# DIRECTIONS
Set down, word for word, the stretch of lines from the one containing "Could you please outline every instance of the window" to the end of the records below.
───── SOURCE RECORDS
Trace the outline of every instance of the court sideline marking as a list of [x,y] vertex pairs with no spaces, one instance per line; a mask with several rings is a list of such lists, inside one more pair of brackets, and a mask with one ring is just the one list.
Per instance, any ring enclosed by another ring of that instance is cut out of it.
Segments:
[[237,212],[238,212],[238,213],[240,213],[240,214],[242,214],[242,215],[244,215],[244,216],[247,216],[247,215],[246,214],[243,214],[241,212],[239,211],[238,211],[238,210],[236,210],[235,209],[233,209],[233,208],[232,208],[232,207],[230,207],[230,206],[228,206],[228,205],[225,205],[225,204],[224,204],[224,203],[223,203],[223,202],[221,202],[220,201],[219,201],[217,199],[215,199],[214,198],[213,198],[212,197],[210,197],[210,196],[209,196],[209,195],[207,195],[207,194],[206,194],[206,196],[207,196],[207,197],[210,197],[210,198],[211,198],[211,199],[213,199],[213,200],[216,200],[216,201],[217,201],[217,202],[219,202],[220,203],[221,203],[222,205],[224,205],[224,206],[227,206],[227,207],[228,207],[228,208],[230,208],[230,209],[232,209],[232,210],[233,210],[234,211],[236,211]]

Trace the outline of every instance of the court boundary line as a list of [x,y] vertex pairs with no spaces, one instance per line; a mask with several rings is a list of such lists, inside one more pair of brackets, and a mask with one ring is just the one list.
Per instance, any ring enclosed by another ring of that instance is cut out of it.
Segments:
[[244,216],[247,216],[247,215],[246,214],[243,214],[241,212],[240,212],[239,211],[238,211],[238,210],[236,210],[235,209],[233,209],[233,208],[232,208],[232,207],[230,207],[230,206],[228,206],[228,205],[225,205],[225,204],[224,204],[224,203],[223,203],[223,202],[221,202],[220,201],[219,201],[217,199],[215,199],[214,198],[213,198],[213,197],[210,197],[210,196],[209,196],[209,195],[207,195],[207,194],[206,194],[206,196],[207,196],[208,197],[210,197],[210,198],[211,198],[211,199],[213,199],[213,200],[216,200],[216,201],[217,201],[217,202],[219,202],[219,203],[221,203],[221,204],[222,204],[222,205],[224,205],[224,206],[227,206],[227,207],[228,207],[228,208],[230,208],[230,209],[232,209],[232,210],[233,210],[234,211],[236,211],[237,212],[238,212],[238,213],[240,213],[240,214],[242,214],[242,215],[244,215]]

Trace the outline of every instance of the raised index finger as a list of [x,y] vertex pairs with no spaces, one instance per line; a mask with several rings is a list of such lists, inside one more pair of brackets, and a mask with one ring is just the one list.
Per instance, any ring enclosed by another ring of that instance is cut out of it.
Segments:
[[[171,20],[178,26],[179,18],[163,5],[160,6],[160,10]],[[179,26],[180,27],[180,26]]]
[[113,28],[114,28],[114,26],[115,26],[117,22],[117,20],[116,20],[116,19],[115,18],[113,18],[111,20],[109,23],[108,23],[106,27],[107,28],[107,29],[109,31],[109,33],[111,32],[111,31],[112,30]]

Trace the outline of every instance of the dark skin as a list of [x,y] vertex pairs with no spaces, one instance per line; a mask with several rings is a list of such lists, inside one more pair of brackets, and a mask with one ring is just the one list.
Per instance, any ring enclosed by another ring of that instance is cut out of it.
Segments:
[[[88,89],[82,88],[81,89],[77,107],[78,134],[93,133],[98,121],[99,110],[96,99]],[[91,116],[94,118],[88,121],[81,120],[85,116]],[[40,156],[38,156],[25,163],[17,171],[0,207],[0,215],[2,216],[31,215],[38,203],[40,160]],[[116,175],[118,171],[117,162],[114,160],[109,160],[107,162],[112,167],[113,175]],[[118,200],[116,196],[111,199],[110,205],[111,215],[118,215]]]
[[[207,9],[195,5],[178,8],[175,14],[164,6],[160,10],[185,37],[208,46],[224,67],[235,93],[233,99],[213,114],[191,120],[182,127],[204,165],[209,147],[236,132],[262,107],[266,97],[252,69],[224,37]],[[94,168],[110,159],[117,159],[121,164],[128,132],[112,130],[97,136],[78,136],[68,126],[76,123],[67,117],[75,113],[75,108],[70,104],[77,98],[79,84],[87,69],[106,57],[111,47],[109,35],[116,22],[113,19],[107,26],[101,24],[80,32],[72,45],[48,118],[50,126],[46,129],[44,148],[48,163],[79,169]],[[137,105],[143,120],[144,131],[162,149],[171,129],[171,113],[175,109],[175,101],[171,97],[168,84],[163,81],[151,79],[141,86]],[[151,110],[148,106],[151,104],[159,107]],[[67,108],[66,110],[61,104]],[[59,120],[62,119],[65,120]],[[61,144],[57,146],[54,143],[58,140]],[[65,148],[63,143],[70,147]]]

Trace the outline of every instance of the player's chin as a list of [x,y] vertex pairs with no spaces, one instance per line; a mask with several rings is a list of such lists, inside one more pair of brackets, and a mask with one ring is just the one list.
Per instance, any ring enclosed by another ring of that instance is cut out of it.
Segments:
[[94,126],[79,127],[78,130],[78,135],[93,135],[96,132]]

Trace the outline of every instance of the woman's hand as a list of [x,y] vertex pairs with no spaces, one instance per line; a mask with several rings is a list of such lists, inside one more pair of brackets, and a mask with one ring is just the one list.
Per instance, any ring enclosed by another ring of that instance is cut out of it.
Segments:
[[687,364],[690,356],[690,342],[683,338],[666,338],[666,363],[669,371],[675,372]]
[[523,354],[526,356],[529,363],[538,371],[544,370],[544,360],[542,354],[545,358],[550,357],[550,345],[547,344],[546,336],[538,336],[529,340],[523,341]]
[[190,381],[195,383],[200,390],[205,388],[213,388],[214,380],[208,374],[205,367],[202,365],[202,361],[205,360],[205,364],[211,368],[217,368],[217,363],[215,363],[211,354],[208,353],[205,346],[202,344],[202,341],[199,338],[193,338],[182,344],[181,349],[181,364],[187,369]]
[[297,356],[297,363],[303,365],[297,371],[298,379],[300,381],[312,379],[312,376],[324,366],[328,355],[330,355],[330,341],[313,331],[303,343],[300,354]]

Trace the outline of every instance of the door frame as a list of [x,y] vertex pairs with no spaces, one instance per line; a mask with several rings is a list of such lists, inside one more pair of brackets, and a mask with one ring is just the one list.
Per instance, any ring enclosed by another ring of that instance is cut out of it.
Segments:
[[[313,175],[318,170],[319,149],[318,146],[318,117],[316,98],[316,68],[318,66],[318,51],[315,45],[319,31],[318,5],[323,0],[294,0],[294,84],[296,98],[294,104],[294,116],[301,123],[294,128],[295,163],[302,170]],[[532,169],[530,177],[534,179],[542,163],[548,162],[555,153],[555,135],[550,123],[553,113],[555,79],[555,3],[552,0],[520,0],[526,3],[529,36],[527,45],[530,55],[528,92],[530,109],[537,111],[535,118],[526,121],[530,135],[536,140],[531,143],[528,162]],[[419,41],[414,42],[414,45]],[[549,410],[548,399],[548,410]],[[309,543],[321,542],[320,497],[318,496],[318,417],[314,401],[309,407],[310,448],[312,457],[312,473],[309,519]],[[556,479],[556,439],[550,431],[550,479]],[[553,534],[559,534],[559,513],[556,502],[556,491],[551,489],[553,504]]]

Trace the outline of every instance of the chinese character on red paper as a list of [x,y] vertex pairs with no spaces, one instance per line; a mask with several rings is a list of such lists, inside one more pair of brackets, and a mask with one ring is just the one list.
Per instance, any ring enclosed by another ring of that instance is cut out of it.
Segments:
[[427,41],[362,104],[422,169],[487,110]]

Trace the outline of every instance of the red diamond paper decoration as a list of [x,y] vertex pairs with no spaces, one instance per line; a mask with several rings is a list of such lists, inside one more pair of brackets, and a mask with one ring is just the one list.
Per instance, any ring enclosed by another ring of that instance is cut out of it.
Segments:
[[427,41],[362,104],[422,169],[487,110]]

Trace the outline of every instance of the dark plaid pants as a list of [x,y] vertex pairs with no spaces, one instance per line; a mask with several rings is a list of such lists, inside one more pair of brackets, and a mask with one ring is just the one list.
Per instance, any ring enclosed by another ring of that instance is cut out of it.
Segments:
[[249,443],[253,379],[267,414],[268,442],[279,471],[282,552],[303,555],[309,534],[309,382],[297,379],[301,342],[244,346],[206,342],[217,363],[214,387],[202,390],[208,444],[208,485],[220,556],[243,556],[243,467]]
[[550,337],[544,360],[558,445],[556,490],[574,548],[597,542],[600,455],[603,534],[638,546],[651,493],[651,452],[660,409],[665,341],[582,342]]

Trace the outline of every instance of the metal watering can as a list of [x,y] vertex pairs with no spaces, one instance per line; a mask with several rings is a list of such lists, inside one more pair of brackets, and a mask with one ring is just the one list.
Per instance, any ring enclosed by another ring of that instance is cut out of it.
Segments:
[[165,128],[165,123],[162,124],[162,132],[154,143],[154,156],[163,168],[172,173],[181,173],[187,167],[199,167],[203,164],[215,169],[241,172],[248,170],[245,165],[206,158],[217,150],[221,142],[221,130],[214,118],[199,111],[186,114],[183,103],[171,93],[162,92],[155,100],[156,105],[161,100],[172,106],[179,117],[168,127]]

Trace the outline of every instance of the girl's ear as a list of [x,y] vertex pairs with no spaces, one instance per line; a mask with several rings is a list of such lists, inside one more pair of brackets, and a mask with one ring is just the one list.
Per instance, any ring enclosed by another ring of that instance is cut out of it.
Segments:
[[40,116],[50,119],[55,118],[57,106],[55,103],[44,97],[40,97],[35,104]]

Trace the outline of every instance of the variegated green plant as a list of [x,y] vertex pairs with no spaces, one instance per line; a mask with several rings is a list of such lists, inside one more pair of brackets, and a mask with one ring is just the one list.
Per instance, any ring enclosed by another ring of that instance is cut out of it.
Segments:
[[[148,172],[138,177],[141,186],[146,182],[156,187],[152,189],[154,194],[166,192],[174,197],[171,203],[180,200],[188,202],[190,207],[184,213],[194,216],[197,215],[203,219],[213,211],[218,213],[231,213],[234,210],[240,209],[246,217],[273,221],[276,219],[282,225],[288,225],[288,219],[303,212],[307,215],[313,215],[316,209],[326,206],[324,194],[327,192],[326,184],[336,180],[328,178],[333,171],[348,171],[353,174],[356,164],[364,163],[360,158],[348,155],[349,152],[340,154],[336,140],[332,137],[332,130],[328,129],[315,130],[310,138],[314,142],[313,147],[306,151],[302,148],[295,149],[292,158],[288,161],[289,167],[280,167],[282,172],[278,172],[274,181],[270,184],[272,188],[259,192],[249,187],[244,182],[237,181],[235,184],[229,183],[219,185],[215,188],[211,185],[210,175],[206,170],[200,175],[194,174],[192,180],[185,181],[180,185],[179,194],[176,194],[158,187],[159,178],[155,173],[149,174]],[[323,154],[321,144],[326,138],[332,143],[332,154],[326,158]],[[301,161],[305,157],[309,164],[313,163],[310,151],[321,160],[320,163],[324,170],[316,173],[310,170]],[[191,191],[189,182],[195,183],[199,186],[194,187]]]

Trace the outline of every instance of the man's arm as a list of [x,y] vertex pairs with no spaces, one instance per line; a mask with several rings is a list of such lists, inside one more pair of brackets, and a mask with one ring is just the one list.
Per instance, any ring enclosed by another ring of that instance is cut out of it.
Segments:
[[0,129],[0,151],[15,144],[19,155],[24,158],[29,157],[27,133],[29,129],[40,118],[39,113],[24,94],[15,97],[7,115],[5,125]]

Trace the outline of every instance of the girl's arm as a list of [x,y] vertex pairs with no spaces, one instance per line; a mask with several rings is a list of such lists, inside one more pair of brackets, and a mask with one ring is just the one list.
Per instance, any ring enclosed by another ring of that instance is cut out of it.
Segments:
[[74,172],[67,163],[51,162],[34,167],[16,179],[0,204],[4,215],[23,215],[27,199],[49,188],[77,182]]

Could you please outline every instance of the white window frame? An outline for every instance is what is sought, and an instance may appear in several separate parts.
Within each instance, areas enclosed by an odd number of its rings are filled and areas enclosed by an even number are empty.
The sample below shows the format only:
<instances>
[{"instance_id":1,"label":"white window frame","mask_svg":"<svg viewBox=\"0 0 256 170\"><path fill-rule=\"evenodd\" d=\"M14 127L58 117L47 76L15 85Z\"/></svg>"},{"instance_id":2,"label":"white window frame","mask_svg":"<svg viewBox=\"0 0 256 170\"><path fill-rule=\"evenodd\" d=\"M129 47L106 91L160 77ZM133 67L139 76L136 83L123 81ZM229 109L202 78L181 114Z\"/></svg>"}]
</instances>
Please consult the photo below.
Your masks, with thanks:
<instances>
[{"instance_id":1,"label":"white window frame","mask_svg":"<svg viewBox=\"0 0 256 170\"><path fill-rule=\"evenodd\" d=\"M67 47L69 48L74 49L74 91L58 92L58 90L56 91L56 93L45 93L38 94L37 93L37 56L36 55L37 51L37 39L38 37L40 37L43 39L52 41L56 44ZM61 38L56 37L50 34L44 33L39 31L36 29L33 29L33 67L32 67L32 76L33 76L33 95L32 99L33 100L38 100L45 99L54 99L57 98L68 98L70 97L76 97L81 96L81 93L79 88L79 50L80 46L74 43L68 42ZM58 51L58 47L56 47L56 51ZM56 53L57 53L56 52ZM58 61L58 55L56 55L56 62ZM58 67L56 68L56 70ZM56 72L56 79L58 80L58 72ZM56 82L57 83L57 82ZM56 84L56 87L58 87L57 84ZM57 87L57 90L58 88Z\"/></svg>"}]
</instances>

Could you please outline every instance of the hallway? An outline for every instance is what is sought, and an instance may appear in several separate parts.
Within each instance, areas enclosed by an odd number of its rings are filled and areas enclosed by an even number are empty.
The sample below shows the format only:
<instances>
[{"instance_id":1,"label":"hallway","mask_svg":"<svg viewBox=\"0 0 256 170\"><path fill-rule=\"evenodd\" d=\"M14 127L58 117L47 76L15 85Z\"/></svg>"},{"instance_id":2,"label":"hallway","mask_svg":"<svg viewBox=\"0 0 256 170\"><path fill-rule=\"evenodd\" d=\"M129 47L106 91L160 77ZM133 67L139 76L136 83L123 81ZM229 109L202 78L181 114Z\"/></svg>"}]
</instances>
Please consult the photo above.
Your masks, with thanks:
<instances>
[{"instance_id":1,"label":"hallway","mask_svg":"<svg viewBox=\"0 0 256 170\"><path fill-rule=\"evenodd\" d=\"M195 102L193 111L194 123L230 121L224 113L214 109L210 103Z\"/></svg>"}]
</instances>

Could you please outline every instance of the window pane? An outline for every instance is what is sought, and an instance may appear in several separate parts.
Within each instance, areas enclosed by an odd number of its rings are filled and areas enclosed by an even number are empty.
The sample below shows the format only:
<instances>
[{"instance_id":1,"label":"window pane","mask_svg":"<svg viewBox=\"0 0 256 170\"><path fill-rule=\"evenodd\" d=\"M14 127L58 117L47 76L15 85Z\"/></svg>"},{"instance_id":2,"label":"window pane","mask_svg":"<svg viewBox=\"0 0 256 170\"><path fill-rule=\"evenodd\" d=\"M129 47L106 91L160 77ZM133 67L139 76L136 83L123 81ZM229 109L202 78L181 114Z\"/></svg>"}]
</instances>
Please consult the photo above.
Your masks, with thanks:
──────────
# SOLVED PROBLEM
Could you please outline every instance of the window pane? An outline for every instance is what is sought, and an instance may appear in several separate parts.
Within each instance, areas enclosed by an odd number of its rings are filled and areas enclosed by an even number are empty.
The sample below shows the format only:
<instances>
[{"instance_id":1,"label":"window pane","mask_svg":"<svg viewBox=\"0 0 256 170\"><path fill-rule=\"evenodd\" d=\"M14 127L58 117L47 76L15 85Z\"/></svg>"},{"instance_id":2,"label":"window pane","mask_svg":"<svg viewBox=\"0 0 256 170\"><path fill-rule=\"evenodd\" d=\"M129 47L106 91L160 77ZM133 67L139 76L136 83L123 81ZM229 109L202 78L181 114Z\"/></svg>"}]
</instances>
Please consult the photo above.
Your masks, with thanks:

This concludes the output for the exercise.